Referring expression pointing data

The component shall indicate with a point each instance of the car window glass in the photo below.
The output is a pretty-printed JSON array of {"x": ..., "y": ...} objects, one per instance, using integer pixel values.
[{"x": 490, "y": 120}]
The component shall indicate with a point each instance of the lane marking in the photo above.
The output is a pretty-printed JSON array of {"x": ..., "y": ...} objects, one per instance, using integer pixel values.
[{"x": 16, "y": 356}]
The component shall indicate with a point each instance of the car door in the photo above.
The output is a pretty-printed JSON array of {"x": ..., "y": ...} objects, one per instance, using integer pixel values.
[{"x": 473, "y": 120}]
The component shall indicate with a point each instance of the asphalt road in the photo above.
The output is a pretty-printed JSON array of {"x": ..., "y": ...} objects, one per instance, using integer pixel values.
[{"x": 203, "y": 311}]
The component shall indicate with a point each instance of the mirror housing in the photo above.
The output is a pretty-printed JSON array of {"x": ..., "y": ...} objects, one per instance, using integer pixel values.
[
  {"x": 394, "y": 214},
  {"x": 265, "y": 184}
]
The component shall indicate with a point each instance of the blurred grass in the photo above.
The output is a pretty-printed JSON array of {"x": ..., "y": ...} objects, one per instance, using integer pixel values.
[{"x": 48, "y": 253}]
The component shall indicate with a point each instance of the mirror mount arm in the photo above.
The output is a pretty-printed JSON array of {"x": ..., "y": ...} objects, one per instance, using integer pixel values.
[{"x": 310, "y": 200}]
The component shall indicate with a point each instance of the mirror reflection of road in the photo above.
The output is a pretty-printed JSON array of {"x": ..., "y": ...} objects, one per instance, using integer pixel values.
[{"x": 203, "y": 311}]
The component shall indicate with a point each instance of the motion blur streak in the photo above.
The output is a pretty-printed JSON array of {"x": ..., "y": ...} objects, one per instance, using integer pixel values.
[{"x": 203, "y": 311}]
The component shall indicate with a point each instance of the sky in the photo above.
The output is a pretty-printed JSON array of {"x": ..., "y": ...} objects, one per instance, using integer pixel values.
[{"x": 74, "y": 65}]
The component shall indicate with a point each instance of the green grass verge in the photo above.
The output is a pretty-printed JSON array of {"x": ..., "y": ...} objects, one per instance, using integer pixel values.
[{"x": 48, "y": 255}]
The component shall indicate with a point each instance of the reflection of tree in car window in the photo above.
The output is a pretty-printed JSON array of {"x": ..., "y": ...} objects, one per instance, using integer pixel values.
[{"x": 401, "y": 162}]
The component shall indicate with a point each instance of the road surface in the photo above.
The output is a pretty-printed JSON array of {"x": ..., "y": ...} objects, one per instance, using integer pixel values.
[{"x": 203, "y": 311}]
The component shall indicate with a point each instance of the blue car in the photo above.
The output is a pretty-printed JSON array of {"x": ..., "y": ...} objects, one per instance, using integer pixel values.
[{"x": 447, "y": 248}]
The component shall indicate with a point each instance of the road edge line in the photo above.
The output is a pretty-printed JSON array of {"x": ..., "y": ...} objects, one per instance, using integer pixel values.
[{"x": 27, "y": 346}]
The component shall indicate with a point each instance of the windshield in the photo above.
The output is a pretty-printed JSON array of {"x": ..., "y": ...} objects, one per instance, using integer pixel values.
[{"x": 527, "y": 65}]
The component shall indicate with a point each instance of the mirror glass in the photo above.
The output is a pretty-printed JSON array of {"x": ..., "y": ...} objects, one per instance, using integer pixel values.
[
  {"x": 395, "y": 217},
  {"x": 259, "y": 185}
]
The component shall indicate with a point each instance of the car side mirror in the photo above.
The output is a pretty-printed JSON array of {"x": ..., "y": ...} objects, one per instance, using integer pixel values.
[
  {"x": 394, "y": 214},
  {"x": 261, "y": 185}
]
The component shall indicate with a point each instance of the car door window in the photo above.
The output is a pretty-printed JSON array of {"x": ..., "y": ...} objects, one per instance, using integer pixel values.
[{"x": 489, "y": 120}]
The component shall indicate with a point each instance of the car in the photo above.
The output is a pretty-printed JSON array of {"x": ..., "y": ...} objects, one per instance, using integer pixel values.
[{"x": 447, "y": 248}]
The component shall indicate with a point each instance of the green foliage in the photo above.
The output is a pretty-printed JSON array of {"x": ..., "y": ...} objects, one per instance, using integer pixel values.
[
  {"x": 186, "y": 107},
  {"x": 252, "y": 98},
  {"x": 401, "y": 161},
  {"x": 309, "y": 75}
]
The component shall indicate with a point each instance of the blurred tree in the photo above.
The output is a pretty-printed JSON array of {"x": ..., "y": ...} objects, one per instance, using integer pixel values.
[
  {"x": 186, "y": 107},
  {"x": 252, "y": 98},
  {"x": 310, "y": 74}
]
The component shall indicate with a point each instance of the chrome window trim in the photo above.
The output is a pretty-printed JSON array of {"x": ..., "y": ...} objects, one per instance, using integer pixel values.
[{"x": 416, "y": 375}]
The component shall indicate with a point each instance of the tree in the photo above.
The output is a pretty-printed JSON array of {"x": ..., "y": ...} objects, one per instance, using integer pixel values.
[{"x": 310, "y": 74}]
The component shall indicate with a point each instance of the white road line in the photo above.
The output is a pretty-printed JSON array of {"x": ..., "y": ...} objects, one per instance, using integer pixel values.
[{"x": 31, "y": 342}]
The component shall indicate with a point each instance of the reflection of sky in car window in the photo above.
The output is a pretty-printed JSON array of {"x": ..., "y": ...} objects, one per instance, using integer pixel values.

Task details:
Would you please reproduce the records above exactly, only from their first line through the line holding "door in the photo above.", with both ends included?

Solution to the exercise:
The component shall indicate with a point each instance of the car window glass in the photo below.
The output is a pretty-printed JSON array of {"x": ..., "y": ...} objects, one per instance, using integer pixel values.
[{"x": 490, "y": 120}]
The component shall indicate with a point each instance of the lane marking in the photo above.
The output is a pretty-printed JSON array of {"x": ..., "y": ...} objects, one per instance, using integer pixel values.
[{"x": 16, "y": 356}]
The component shall indicate with a point each instance of the car door in the photo above.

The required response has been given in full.